--- Dataset rows ---

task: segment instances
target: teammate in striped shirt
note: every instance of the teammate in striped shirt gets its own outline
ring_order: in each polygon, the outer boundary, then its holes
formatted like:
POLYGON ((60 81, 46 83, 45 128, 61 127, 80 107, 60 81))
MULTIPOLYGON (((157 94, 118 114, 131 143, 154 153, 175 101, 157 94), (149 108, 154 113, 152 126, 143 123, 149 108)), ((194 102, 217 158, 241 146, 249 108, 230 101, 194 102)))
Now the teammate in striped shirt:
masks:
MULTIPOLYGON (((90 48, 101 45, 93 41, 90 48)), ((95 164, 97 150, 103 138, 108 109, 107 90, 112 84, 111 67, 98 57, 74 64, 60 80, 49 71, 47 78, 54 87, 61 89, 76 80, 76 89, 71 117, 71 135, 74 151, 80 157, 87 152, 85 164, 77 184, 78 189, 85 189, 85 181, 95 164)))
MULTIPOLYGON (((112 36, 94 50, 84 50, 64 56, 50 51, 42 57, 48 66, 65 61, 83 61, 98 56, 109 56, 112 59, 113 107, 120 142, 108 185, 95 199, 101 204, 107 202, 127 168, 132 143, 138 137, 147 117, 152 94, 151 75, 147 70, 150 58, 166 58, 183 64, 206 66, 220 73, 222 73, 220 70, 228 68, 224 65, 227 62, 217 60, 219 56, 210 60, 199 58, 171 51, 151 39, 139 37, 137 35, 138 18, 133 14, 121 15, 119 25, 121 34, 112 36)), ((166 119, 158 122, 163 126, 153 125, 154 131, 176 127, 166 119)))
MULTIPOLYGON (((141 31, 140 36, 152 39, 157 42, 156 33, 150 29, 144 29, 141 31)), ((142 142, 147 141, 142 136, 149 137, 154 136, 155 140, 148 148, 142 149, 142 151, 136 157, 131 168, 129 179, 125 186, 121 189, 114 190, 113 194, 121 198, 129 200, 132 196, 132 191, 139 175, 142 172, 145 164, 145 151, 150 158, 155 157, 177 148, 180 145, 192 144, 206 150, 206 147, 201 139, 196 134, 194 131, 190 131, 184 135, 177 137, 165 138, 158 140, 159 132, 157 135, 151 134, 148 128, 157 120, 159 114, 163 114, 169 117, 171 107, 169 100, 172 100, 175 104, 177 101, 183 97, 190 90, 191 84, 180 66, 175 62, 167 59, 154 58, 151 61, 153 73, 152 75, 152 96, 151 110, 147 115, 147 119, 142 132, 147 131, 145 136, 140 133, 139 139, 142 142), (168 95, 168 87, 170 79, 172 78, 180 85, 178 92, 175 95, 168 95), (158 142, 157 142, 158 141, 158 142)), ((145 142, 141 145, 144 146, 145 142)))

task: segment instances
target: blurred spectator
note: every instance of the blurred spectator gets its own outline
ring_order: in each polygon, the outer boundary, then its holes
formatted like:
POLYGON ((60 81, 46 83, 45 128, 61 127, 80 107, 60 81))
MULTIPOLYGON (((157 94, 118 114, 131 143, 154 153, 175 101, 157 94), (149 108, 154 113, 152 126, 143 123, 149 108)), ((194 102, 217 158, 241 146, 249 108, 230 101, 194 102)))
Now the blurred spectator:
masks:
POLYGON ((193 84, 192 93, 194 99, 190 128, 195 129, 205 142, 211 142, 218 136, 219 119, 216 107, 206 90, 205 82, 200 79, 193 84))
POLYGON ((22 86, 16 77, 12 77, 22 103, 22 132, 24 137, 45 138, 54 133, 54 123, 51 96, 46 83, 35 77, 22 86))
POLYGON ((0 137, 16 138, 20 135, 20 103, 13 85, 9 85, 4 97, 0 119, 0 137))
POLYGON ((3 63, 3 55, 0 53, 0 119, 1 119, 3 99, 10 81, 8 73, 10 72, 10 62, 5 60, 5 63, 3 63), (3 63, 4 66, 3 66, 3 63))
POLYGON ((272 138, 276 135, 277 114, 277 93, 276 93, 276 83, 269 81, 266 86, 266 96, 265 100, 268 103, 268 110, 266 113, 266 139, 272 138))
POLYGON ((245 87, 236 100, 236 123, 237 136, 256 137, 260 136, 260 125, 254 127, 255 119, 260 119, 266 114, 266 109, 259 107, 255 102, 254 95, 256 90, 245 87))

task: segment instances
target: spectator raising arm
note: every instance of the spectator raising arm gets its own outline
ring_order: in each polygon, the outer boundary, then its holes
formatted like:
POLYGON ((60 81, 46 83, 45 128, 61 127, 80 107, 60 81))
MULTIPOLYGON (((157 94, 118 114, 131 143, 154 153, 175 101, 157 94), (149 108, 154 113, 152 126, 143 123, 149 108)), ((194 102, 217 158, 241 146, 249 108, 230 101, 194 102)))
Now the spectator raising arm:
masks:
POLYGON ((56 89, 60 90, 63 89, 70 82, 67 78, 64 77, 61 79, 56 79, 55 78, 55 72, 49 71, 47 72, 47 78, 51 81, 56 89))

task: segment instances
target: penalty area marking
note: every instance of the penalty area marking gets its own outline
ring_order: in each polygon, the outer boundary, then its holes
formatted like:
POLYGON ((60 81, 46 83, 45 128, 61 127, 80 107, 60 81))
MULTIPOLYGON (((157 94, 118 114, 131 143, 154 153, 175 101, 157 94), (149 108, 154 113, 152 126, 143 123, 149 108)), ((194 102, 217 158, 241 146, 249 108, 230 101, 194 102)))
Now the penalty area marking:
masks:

---

• **What is asked**
Recast all of the material above as a JSON list of strings, one string per line, with the blank lines left out.

• **Answer to the problem**
[
  "task: segment instances",
  "target: teammate in striped shirt",
  "note: every instance of the teammate in striped shirt gets its own outline",
  "ring_order: in each polygon, the outer boundary, then its holes",
  "formatted like:",
  "POLYGON ((60 81, 46 83, 45 128, 61 127, 80 107, 60 81))",
  "MULTIPOLYGON (((157 94, 118 114, 131 143, 154 153, 175 101, 157 94), (149 108, 154 113, 152 126, 143 123, 149 108)), ((194 102, 217 158, 241 146, 249 108, 230 101, 194 102)))",
  "Now the teammate in striped shirt:",
  "masks:",
  "MULTIPOLYGON (((90 48, 101 45, 93 41, 90 48)), ((95 164, 97 150, 103 138, 108 109, 107 90, 112 84, 111 67, 98 57, 74 64, 60 80, 49 71, 47 78, 54 87, 61 89, 76 80, 76 89, 71 117, 71 135, 74 151, 80 157, 87 152, 85 164, 77 184, 78 189, 85 189, 85 181, 95 164)))",
  "MULTIPOLYGON (((112 36, 94 50, 84 50, 64 56, 50 51, 42 57, 48 66, 65 61, 83 61, 98 56, 109 56, 112 59, 113 107, 120 142, 108 185, 95 199, 101 204, 107 202, 127 168, 132 143, 138 137, 147 117, 152 94, 151 75, 147 70, 150 58, 166 58, 183 64, 206 66, 220 73, 222 73, 220 70, 228 68, 224 65, 227 62, 217 60, 219 56, 210 60, 199 58, 171 51, 151 39, 139 37, 137 35, 138 18, 133 14, 121 15, 119 25, 121 34, 112 36)), ((166 119, 158 122, 163 126, 153 125, 154 131, 176 127, 166 119)))",
  "MULTIPOLYGON (((141 31, 140 36, 152 39, 157 42, 156 33, 150 29, 144 29, 141 31)), ((142 142, 147 141, 142 136, 149 137, 154 136, 155 140, 148 148, 142 149, 142 151, 136 157, 131 168, 129 179, 125 186, 121 189, 114 190, 113 194, 121 198, 129 200, 132 196, 132 191, 139 175, 142 172, 145 164, 145 151, 150 158, 155 157, 177 148, 180 145, 192 144, 206 150, 206 147, 201 139, 196 134, 194 131, 190 131, 184 135, 177 137, 165 138, 158 140, 159 132, 157 135, 151 134, 148 128, 157 120, 159 114, 163 114, 169 117, 171 107, 169 100, 172 100, 175 104, 177 101, 183 97, 190 90, 191 84, 180 66, 175 62, 167 59, 154 58, 151 61, 153 73, 152 75, 152 96, 151 110, 147 115, 147 119, 142 132, 147 131, 145 136, 140 133, 139 139, 142 142), (168 95, 168 87, 170 79, 172 78, 180 85, 178 92, 175 95, 168 95), (158 142, 157 142, 158 141, 158 142)), ((145 142, 141 145, 144 146, 145 142)))",
  "task: segment instances",
  "target: blurred spectator",
  "note: every instance of the blurred spectator gets its own outline",
  "ring_order: in each polygon, the outer boundary, then its holes",
  "formatted like:",
  "POLYGON ((60 81, 46 83, 45 128, 61 127, 80 107, 60 81))",
  "MULTIPOLYGON (((157 94, 118 114, 131 143, 154 153, 175 101, 157 94), (149 108, 154 113, 152 126, 143 123, 149 108)), ((194 102, 217 158, 241 146, 249 108, 230 101, 194 102)))",
  "Now the blurred spectator:",
  "masks:",
  "POLYGON ((193 84, 192 93, 194 99, 190 128, 195 129, 205 142, 211 142, 218 136, 219 119, 216 107, 206 90, 205 82, 200 79, 193 84))",
  "POLYGON ((22 86, 16 77, 12 77, 22 103, 22 132, 24 137, 45 138, 54 133, 54 123, 51 96, 46 83, 35 77, 22 86))",
  "POLYGON ((0 137, 16 138, 20 135, 20 103, 13 85, 9 85, 4 97, 0 119, 0 137))",
  "POLYGON ((3 63, 3 55, 0 53, 0 119, 1 119, 3 99, 10 81, 8 73, 10 72, 10 62, 5 60, 5 63, 3 63), (3 63, 4 66, 3 66, 3 63))",
  "POLYGON ((272 138, 276 135, 277 114, 277 93, 276 93, 276 83, 269 81, 266 86, 266 96, 265 100, 268 103, 268 110, 266 113, 266 139, 272 138))",
  "POLYGON ((245 87, 236 100, 236 123, 237 136, 256 137, 260 136, 260 125, 254 127, 255 119, 260 119, 266 114, 266 109, 259 107, 255 102, 254 95, 256 90, 245 87))",
  "task: segment instances",
  "target: spectator raising arm",
  "note: every instance of the spectator raising arm gets its own outline",
  "ring_order: in each polygon, the outer boundary, then its holes",
  "formatted like:",
  "POLYGON ((60 81, 46 83, 45 128, 61 127, 80 107, 60 81))",
  "MULTIPOLYGON (((157 94, 118 114, 131 143, 154 153, 175 101, 157 94), (149 108, 154 113, 152 126, 143 123, 149 108)), ((194 102, 217 158, 241 146, 249 108, 230 101, 194 102)))",
  "Now the spectator raising arm:",
  "masks:",
  "POLYGON ((56 89, 60 90, 63 89, 70 82, 67 78, 64 77, 61 79, 56 79, 55 78, 55 72, 49 71, 47 72, 47 78, 51 81, 56 89))",
  "task: segment instances",
  "target: penalty area marking",
  "note: every instance of the penalty area marking gets its own outline",
  "ring_order: in each polygon, the outer boundary, then its holes",
  "formatted like:",
  "POLYGON ((60 81, 46 83, 45 128, 61 127, 80 107, 60 81))",
  "MULTIPOLYGON (((157 94, 118 114, 131 143, 154 153, 175 101, 157 94), (149 108, 154 113, 152 126, 143 123, 149 108)), ((194 102, 217 158, 241 146, 249 108, 230 101, 194 102)))",
  "Now the penalty area marking:",
  "masks:"
]